• What is expected
Copy the data as given. No line may be skipped.

• Given entries
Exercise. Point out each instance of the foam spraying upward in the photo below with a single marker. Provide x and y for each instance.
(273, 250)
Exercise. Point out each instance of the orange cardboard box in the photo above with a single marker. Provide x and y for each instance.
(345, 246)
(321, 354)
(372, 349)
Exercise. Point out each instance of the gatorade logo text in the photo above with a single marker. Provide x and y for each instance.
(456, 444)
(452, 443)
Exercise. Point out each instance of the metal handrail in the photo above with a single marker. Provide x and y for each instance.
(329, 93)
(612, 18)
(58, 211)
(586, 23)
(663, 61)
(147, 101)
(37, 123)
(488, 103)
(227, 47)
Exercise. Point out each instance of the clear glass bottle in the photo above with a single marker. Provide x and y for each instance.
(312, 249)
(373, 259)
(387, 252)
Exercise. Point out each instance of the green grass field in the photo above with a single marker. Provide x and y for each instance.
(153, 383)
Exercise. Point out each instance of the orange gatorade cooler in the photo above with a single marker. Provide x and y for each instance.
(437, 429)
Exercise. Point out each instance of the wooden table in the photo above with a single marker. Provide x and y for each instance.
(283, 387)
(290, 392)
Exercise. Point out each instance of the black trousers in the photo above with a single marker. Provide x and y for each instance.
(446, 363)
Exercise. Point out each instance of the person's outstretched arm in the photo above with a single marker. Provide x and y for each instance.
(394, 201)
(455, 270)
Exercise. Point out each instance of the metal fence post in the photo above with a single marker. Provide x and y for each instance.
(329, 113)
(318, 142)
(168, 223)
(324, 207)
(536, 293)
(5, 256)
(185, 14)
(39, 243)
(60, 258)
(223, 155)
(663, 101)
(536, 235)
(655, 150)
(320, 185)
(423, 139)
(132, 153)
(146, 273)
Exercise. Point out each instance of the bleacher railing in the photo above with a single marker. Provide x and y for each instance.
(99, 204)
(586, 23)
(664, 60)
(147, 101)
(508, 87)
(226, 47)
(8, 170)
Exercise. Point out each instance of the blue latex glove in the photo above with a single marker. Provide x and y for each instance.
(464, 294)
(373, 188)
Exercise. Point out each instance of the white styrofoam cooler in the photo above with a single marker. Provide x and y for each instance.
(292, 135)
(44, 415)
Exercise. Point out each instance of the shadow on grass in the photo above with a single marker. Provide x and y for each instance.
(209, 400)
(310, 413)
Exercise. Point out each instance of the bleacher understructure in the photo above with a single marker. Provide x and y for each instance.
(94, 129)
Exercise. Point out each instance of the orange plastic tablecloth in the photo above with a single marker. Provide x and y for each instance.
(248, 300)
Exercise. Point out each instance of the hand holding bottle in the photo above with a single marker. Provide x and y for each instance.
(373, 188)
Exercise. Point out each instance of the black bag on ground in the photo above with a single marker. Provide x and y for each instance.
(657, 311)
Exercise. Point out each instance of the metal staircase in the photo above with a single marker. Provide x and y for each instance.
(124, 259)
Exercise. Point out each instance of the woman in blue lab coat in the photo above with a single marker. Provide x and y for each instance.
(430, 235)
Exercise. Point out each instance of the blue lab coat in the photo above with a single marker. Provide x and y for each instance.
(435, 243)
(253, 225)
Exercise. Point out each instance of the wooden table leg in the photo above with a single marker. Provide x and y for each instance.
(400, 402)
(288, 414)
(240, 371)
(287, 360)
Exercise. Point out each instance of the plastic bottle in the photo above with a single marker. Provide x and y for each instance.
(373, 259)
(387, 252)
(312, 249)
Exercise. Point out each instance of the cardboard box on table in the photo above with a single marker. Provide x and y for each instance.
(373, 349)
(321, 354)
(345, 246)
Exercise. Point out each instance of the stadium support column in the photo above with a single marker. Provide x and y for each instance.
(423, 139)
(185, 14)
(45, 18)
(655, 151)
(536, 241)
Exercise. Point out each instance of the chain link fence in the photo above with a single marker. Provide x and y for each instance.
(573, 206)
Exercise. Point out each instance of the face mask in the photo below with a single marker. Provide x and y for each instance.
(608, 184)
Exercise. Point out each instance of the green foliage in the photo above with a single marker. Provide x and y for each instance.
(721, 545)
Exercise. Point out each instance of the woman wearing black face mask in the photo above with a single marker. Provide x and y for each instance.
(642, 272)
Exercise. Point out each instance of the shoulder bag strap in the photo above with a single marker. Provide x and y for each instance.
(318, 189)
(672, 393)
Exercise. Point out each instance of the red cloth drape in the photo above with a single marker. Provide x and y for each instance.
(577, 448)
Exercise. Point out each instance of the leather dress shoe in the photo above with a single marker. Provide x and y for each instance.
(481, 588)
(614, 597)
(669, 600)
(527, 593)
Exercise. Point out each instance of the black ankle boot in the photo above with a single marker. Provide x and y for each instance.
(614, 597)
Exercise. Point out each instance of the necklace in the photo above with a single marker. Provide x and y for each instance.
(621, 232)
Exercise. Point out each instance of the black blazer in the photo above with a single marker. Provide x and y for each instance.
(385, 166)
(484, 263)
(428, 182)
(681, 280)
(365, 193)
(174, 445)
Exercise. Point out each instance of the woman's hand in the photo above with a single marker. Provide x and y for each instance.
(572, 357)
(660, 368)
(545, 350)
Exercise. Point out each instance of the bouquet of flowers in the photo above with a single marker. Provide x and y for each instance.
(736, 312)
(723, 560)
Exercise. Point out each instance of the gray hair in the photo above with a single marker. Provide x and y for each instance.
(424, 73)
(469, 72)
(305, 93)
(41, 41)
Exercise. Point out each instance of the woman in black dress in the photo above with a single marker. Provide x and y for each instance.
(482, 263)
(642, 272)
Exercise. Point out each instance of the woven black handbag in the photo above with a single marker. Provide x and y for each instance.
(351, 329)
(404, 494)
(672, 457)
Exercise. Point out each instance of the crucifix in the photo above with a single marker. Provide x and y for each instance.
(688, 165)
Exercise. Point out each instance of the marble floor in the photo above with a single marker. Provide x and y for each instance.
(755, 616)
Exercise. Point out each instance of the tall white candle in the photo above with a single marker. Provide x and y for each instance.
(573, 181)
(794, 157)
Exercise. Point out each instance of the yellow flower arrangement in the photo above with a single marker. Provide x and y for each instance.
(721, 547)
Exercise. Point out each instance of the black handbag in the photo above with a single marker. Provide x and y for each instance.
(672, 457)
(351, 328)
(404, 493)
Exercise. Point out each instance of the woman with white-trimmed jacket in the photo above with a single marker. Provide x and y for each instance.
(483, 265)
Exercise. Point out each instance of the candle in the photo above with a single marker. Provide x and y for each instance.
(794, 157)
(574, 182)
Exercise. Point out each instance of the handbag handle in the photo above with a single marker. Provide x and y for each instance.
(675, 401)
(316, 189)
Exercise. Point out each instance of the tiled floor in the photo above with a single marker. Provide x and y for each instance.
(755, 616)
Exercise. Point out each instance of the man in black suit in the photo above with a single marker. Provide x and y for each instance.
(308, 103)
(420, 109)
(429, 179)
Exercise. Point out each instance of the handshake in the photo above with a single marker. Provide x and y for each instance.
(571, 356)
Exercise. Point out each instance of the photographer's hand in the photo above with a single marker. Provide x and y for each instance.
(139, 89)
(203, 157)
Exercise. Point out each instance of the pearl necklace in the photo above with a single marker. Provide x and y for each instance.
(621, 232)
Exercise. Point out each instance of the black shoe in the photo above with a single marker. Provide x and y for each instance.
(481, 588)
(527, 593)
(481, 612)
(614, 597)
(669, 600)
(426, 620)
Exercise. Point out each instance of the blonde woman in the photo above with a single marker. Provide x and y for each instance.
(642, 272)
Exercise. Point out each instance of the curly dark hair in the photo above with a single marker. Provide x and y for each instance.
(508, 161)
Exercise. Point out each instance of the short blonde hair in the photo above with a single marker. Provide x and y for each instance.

• Written answer
Exercise. Point out each instance of the foam spraying upward in the photo below with a single marker. Provide x and y for each instance.
(273, 250)
Exercise. Point out each instance of the orange cardboard box in the photo above with a single marker. Provide x and y for each instance.
(345, 246)
(321, 354)
(372, 349)
Exercise. Point out each instance of the gatorade logo text in the photo above with a single marker. Provide x and y for each instance.
(456, 444)
(452, 443)
Exercise. Point out each instance of the metal handrail in the photo above with a single marker. Provide x and y for each instance.
(329, 93)
(612, 18)
(58, 211)
(586, 23)
(663, 61)
(147, 101)
(37, 123)
(488, 103)
(227, 47)
Exercise. Point out each instance of the clear glass bottle in the photo above with a single marker. Provide x and y for each instance.
(312, 249)
(373, 259)
(387, 252)
Exercise. Point out each instance of the green grass field in the photo above with a single marker. Provide x and y for each instance.
(153, 383)
Exercise. Point out each instance of the orange gatorade cooler in the photo above with a single marker. Provide x and y for each instance.
(437, 429)
Exercise. Point out each instance of the wooden table in the photo above with a single marker. Provide x and y for each instance.
(283, 387)
(290, 392)
Exercise. Point out each instance of the black trousers in the photo above with a single marker. Provide x and y for each instance.
(446, 363)
Exercise. Point out each instance of the person's outstretched arm in the photo above with a single marker. Provide x and y for each instance.
(394, 201)
(455, 270)
Exercise. Point out each instance of the metal fence post in the photo above with a single marker. Provide x and y for each instance.
(329, 113)
(318, 142)
(168, 223)
(324, 207)
(536, 293)
(5, 256)
(185, 14)
(39, 243)
(60, 258)
(223, 155)
(663, 101)
(536, 235)
(655, 150)
(320, 185)
(423, 139)
(132, 153)
(146, 273)
Exercise. Point out each instance of the bleacher railing in the photo above with a single marker. Provide x and y for each instance.
(99, 204)
(586, 23)
(664, 60)
(147, 101)
(508, 87)
(226, 47)
(8, 170)
Exercise. Point out each instance of the blue latex glove in the photo above with a single marker. Provide x and y for each instance.
(464, 294)
(373, 188)
Exercise. Point out each instance of the white styrofoam cooler in the photo above with a single marker. Provide x and y for each instance.
(292, 135)
(44, 415)
Exercise. Point out each instance of the shadow on grass in the photo above with a single marker. Provide x and y for each instance.
(209, 400)
(310, 413)
Exercise. Point out each instance of the bleacher understructure in the photo above with a single marker. Provide x and y for each instance.
(94, 129)
Exercise. Point out each instance of the orange plastic tablecloth in the photo above with a single marker. Provide x and y for each instance.
(248, 300)
Exercise. Point out each instance of the hand holding bottle in the photo above with a single marker. Provide x and y for each instance.
(373, 188)
Exercise. Point out each instance of the black bag on ground in the photo above with a single marker. Provide x and y for each instance.
(657, 311)
Exercise. Point out each instance of the metal staircase in the photo above with a single marker. Provide x and y for each instance.
(124, 259)
Exercise. Point out each instance of the woman in blue lab coat in the photo above with a single marker. Provide x and y for each instance.
(430, 235)
Exercise. Point out each instance of the blue lab coat in the photo above with a single marker. Provide x and y for each instance.
(435, 243)
(253, 225)
Exercise. Point out each instance of the wooden table leg in the photo above with a single marker. Provide x and y for each instance.
(400, 402)
(288, 414)
(240, 371)
(287, 360)
Exercise. Point out each instance of the plastic bottle in the photo above with a single marker. Provide x and y for each instance.
(373, 259)
(387, 252)
(312, 249)
Exercise. Point out each instance of the cardboard box on table in the photo above with a single marker. Provide x and y for each instance.
(373, 349)
(321, 354)
(345, 246)
Exercise. Point out each instance of the stadium support column in the photo above with a single marker. Provide x and y for each instance.
(423, 139)
(185, 14)
(45, 18)
(655, 151)
(536, 241)
Exercise. Point out each instance of the chain link fence in the photo above with a single marker. Provide x and y for each instance.
(573, 206)
Exercise. Point out each instance of the face mask in the photo below with a single marker. Provide x and y for each instance.
(608, 184)
Exercise. Point out each instance of the green foliage in the photo above with a single marker. Provide x and y for each instance.
(721, 545)
Exercise. Point out each instance of the woman wearing black face mask in the photo above with a single marker. Provide x and y for each instance.
(642, 272)
Exercise. Point out each instance of the shoulder bag strap in the photo above with a single marker. Provide x and y for each instance.
(318, 189)
(672, 393)
Exercise. Point out each instance of the red cloth drape in the photo above with a single marker. Provide x and y for each instance.
(577, 448)
Exercise. Point out each instance of the leather dress shoe in the photo above with a single marker. Provide x and y for each instance.
(481, 588)
(614, 597)
(669, 600)
(527, 593)
Exercise. Point out each instance of the black ankle boot in the photo above with a single marker. Provide x and y for each instance.
(614, 597)
Exercise. Point out each instance of the necklace in the photo above with a single marker. Provide x and y for each instance.
(621, 232)
Exercise. Point out each instance of the black blazer in the photo above with a single marker. Provide x and y for each instance.
(385, 166)
(484, 263)
(428, 182)
(681, 280)
(365, 193)
(174, 445)
Exercise. Point out each instance of the woman's hand in the photo above with a single marker. Provide x and y for each instance.
(572, 357)
(660, 368)
(545, 350)
Exercise. Point out each instance of the bouquet of flowers in the photo above with a single marker. Provide x and y for each instance.
(736, 312)
(723, 560)
Exercise. Point out each instance of the gray hair in the photo above with a single marker. Provide x and y for each instance.
(424, 73)
(469, 72)
(305, 93)
(41, 41)
Exercise. Point out each instance of the woman in black dress in the photo above with a single marker. Provide x and y for each instance.
(482, 263)
(642, 272)
Exercise. Point out each instance of the woven black handbag in the photo above with a single marker. Provide x and y for each instance.
(351, 329)
(404, 494)
(672, 457)
Exercise. Point out each instance of the crucifix in the photo above with a single marker. Provide x and y for each instance.
(688, 165)
Exercise. Point out each instance of the marble floor in the photo above with a single marker. Provide x and y for each instance.
(755, 616)
Exercise. Point out each instance of the tall white candle in the photo above with a single marker. Provide x and y for each instance.
(573, 181)
(794, 157)
Exercise. Point out each instance of the yellow flower arrangement in the photo above with a single marker. Provide x and y for each instance.
(721, 547)
Exercise. Point out each instance of the black handbag in the photo above with a single marker. Provide x and y for each instance.
(672, 457)
(351, 328)
(404, 493)
Exercise. Point out each instance of the woman with white-trimmed jacket in the photo above with a single marker. Provide x and y for each instance.
(483, 265)
Exercise. Point out each instance of the candle in the photo above with a single marker. Provide x and y for each instance.
(794, 157)
(574, 182)
Exercise. Point out each instance of the handbag handle in the photo above with a single marker. Provide x and y for each instance.
(675, 401)
(316, 189)
Exercise. Point out each instance of the tiled floor in the photo above with a single marker. Provide x and y for each instance.
(755, 616)
Exercise. Point out each instance of the man in black suit in the photo above with a single marker. Provide x and y for each instance.
(308, 103)
(420, 109)
(429, 179)
Exercise. Point out each instance of the handshake in the photo above with a single marker. Provide x and y for each instance.
(571, 356)
Exercise. Point out each instance of the photographer's hand in the photo above with a single marker. Provide x and y for each instance.
(139, 89)
(203, 157)
Exercise. Point out each instance of the pearl necklace in the photo above with a single marker. Provide x and y for each instance.
(621, 232)
Exercise. Point out each instance of the black shoe in the photo above with a single marker. Provide x and y for each instance.
(481, 588)
(527, 593)
(481, 612)
(614, 597)
(669, 600)
(426, 620)
Exercise. Point out each instance of the blonde woman in the photo above with a single marker. Provide x and y for each instance.
(642, 272)
Exercise. Point out each instance of the curly dark hair in the photo above with a single marker. Provide x and y for each instance.
(508, 161)
Exercise. Point out each instance of the short blonde hair in the photo above with a single marker. Provide x and y for each instance.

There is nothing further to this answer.